Tracy E. Crane, PhD, RD

Tracy E. Crane, PhD, RD
Shared Resource co-Director, Behavioral Measurement and Interventions
Cancer Prevention and Control Program

Co-Principal Investigators: Steven Bethard, PhD, and Rebecca Sharp, PhD

Project Title: Using natural language processing to determine predictors of healthy diet and physical activity behavior change in ovarian cancer survivors
Grant Number: 1R21CA256680-01
Administering Institute: National Cancer Institute (NCI)
Funding: $382,266 (2 years)

Project Research: Telephone-based lifestyle interventions have demonstrated effectiveness in helping survivors meet cancer preventive guidelines, however these trials are labor intensive and expensive to deliver, limiting their potential for broad dissemination. Dr. Crane’s project seeks to address this hurdle by examining whether artificial intelligence can use speech and audio from health coaching calls to predict who is most likely to enact healthy lifestyle behaviors of diet and physical activity. This project uses previously-collected data from the Lifestyle Intervention for Ovarian Cancer Enhanced Survival (LIVES) Study to 1) Develop a machine-learning model to identify patterns in the interactions between coaches and their participants that signal a likelihood of optimal behavior change of healthy lifestyle and 2) Decompose the machine-learning model in terms of “intervenable factors,” so that participant affect, coach adherence to fidelity protocols, and other important aspects of the interaction can be individually evaluated for their role in predicting healthy lifestyle behavior change and adherence to intervention goals. The LIVES study produced over 30,000 hours of recorded phone calls, which were recorded for fidelity purposes.

Dr. Crane Says: “My involvement with the Data Science Institute got me thinking about how we can utilize the extensive data from the LIVES telephone conversations. There is a lot that goes into the decision of whether a person buys a bag of carrots instead of a bag of potato chips beyond the simple recommendation to eat healthy. We thought maybe in these telephone calls we could find some of the predictors as to why some people make healthy changes and others do not, beyond the typical measures such as voice, pitch or tone. At the end of the day, we hope to optimize these lifestyle interventions with these machine learned algorithims to offer personalized interventions that maximize change.”

→ **Material supplied**:
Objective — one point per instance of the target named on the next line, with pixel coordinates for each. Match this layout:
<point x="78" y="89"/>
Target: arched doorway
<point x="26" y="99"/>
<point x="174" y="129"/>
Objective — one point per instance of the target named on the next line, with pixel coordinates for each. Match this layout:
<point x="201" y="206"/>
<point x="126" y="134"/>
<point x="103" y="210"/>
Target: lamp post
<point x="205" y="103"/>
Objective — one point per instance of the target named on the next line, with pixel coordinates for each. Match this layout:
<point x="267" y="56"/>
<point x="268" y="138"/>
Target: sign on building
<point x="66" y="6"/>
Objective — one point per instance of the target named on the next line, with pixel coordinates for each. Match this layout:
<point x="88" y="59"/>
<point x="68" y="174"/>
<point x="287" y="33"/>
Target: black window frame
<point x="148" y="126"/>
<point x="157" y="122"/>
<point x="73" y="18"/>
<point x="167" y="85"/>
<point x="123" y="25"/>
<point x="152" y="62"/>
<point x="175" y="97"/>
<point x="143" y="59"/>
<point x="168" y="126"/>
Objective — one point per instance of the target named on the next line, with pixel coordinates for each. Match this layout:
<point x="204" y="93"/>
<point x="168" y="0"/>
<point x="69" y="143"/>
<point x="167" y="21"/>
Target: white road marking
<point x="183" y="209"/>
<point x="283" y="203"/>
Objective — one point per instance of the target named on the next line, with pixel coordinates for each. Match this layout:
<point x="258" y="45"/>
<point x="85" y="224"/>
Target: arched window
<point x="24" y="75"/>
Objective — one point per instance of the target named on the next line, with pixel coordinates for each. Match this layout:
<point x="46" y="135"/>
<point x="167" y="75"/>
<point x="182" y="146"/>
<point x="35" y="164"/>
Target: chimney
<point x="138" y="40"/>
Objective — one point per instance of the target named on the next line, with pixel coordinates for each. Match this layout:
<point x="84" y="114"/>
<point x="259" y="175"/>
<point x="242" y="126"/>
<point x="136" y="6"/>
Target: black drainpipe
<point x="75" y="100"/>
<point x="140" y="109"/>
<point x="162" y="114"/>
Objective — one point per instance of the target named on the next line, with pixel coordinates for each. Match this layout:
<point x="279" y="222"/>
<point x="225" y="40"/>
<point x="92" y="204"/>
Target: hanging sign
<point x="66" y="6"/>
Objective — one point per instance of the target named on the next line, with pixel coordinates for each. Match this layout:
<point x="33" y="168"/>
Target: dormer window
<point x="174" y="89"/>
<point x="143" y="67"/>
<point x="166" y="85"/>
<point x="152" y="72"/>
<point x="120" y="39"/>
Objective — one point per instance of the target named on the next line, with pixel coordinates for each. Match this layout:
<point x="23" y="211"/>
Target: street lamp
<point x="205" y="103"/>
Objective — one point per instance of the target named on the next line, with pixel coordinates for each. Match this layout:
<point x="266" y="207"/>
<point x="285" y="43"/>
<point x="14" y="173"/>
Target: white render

→ **What you will do**:
**a)** According to the profile, how many hours of recorded phone calls did the LIVES study produce?
**b)** Please rewrite the profile from "Co-Principal Investigators: Steven" to "Cancer Institute (NCI)", swapping "Project Title" for "Study Title".

→ **Solutions to the exercise**:
**a)** Over 30,000 hours

**b)**
Co-Principal Investigators: Steven Bethard, PhD, and Rebecca Sharp, PhD

Study Title: Using natural language processing to determine predictors of healthy diet and physical activity behavior change in ovarian cancer survivors
Grant Number: 1R21CA256680-01
Administering Institute: National Cancer Institute (NCI)